**Work required:**
Search term "with": please show all lines in the listing that contain it.

**Entries provided:**
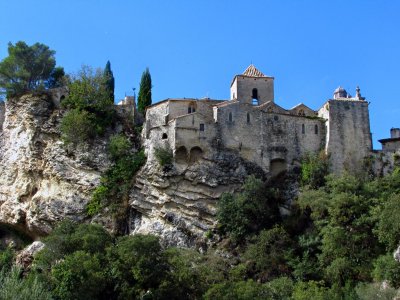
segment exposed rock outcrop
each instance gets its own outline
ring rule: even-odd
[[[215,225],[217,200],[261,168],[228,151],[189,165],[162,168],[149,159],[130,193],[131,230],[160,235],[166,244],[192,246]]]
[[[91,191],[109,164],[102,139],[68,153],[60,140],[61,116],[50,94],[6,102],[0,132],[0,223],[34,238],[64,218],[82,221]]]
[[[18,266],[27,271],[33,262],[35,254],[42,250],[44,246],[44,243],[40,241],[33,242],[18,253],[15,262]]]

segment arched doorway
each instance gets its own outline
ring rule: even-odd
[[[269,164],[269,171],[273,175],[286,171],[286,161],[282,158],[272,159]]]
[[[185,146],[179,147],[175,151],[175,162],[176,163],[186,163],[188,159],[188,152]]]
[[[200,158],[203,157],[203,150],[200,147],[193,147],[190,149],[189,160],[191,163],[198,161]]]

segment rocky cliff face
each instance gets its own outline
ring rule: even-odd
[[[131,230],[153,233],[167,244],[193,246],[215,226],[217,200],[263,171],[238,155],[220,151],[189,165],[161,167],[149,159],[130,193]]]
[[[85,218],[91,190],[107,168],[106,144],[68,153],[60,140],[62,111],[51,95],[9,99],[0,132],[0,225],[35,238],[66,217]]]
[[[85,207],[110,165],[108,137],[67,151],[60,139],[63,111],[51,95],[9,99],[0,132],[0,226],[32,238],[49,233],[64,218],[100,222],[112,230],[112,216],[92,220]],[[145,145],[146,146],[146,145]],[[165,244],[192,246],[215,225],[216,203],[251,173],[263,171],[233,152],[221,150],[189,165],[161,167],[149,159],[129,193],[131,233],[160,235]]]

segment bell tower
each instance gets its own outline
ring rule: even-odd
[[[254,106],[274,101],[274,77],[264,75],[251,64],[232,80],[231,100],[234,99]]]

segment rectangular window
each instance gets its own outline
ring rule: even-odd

--

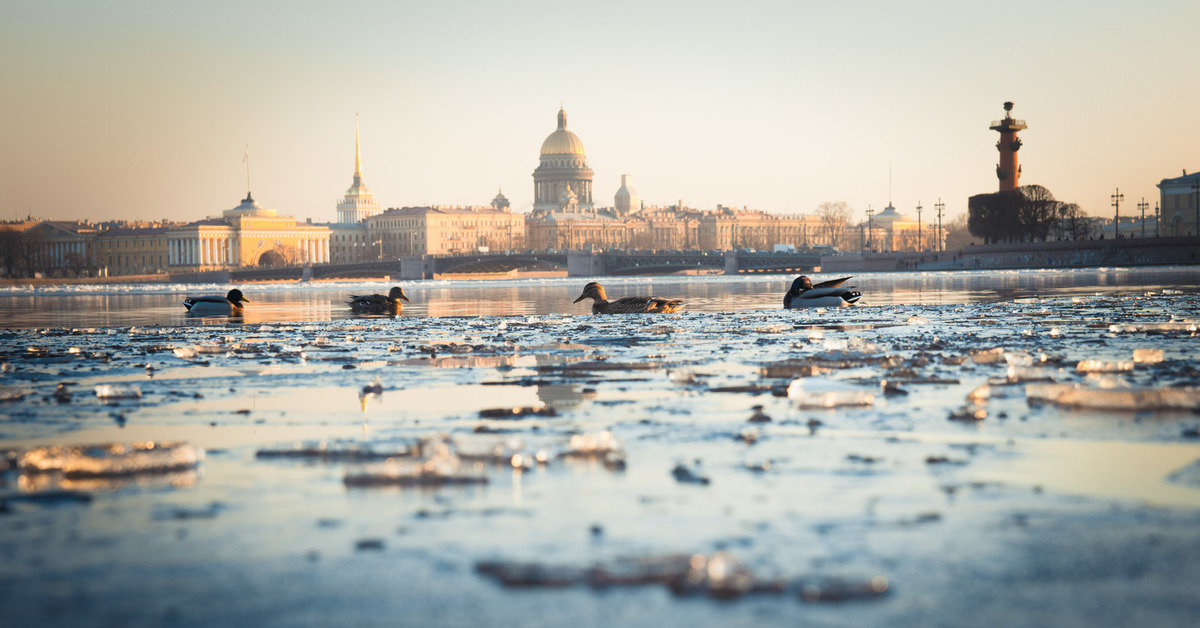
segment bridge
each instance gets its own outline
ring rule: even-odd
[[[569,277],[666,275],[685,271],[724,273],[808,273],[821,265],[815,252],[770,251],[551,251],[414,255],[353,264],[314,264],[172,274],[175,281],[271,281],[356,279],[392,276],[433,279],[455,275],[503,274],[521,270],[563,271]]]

* * *

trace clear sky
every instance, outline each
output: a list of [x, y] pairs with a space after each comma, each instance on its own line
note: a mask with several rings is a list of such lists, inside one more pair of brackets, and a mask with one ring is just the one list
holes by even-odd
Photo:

**Task answer:**
output: a list of [x, y] pairs with a space after each comma, each instance on its own line
note: a mask with several rings is a list of such lists, inside one more pair of brackets, and a mask with one ring is just the one list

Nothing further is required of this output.